READING TEXT:
For those of you who don't know me, I am one of those members who grew up in Muscatine and worked in the Muscatine office
before transferring to another office. I never "officially" transferred to the Denver office, I just went there for a project 20 years ago
and somehow never moved back to Muscatine. But more on that later.
I joined Stanley Consultants in 1972 as a draftsman in training.
After graduating from a 6-week drafting course I spent a year or so working as a draftsman. I loved the work but my poor lettering skills limited my career opportunities. Fortunately I was encouraged to try other positions within the company. Initially I worked with the Electric Systems planning group doing studies for many of our rural electric cooperative clients. Then I was asked to assist with a line design/ staking project in Osceola. It was in the dead of winter and Don Osborne said "I would be good at it since I was a farm boy used to cold weather."
I also began working in construction inspection and administration. I was working on a Lee County Electric Co-op (1979-81) project in Florida when Gregs Thomopulos asked me to join our project team in Yemen (Ta'izz Water and Sewerage system). The original engineering firm had basically been kicked out of the country and the client (USAID) asked Stanley Consultants to take over construction administration. It was the biggest project I'd ever worked on but I had experience with power line design and the conductor type that the client was using. The project eventually turned out fine but the food was another matter. To prepare for supposedly a year and a half abroad I shipped 250 pounds of air freight and 1500 pounds of sea freight to Yemen. The sea freight was mostly groceries – things like soup, pickles, canned meat. The air freight arrived within six weeks, but the sea freight was held at the Red Sea port of Hodeidah for five months while additional "handling fees" were negotiated. When it finally arrived there wasn't enough time left to eat it so Jim Edgmond and I set up a grocery store in our house and invited other Stanley families living in Ta'izz to go shopping.

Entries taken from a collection
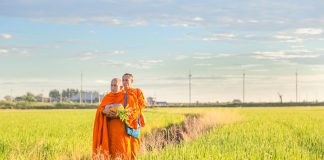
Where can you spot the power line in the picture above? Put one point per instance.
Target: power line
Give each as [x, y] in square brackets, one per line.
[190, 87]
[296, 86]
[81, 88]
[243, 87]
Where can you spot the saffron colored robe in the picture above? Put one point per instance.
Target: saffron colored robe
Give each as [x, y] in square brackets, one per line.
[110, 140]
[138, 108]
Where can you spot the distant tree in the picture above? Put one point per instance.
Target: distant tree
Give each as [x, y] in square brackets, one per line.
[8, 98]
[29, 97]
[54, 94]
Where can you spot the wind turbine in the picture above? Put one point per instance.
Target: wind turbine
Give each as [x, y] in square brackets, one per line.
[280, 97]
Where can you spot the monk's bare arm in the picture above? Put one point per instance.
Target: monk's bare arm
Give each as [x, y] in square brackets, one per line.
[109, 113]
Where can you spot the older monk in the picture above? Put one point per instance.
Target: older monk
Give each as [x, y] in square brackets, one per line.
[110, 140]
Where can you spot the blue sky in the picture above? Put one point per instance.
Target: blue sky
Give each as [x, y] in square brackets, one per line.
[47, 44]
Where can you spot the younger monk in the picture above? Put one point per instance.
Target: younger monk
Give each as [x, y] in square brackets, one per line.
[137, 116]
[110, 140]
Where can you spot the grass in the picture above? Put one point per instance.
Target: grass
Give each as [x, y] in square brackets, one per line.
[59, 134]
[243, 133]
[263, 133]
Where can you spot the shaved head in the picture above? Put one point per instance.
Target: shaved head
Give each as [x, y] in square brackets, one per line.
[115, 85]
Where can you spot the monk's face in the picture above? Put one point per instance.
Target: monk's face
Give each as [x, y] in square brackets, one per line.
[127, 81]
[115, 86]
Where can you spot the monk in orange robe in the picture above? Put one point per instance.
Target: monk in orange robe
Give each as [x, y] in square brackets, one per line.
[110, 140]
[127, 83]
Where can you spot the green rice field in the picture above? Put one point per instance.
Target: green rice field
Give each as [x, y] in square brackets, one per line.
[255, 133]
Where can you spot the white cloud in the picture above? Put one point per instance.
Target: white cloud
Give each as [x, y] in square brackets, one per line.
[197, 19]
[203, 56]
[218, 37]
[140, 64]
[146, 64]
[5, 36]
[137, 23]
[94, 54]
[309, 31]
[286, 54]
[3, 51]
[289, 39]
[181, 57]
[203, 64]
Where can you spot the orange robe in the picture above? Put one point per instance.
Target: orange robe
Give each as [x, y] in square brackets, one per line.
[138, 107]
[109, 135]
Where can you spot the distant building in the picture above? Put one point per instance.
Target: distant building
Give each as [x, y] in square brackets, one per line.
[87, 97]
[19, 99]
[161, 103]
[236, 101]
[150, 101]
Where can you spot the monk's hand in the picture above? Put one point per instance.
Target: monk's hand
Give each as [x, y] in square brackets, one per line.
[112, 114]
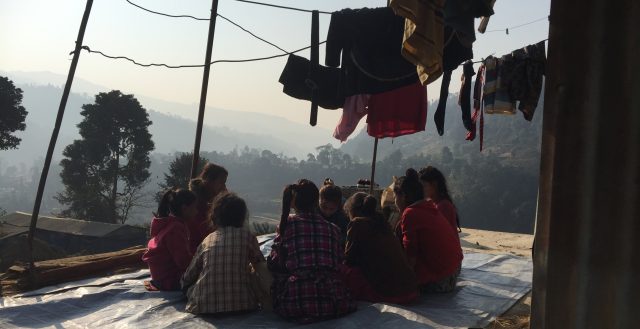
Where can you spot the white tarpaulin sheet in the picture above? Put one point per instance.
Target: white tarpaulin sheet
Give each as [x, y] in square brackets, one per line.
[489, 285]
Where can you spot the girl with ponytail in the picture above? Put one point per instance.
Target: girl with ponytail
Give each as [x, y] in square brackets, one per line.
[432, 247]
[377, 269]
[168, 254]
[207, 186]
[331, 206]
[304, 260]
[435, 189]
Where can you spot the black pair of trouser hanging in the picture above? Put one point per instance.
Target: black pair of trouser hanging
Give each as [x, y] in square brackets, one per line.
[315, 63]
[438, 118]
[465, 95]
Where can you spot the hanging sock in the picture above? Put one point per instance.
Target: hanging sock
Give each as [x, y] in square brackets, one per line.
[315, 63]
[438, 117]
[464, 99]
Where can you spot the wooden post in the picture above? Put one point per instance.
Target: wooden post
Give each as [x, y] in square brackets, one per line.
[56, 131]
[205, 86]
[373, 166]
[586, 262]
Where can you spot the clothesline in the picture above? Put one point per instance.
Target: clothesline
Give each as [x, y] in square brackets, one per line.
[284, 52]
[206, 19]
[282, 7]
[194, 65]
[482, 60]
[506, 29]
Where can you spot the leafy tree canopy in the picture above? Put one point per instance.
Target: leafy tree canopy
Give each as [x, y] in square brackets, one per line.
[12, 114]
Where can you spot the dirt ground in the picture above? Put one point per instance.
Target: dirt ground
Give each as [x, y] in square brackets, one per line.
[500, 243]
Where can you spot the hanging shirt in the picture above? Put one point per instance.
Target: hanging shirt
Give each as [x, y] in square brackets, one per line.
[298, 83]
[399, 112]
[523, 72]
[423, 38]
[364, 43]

EXERCISE:
Quote the passage from the reading text about working at Stanley Consultants that opens with the words containing "For those of" and closes with "draftsman in training.".

ANSWER TO THE EXERCISE:
For those of you who don't know me, I am one of those members who grew up in Muscatine and worked in the Muscatine office
before transferring to another office. I never "officially" transferred to the Denver office, I just went there for a project 20 years ago
and somehow never moved back to Muscatine. But more on that later.
I joined Stanley Consultants in 1972 as a draftsman in training.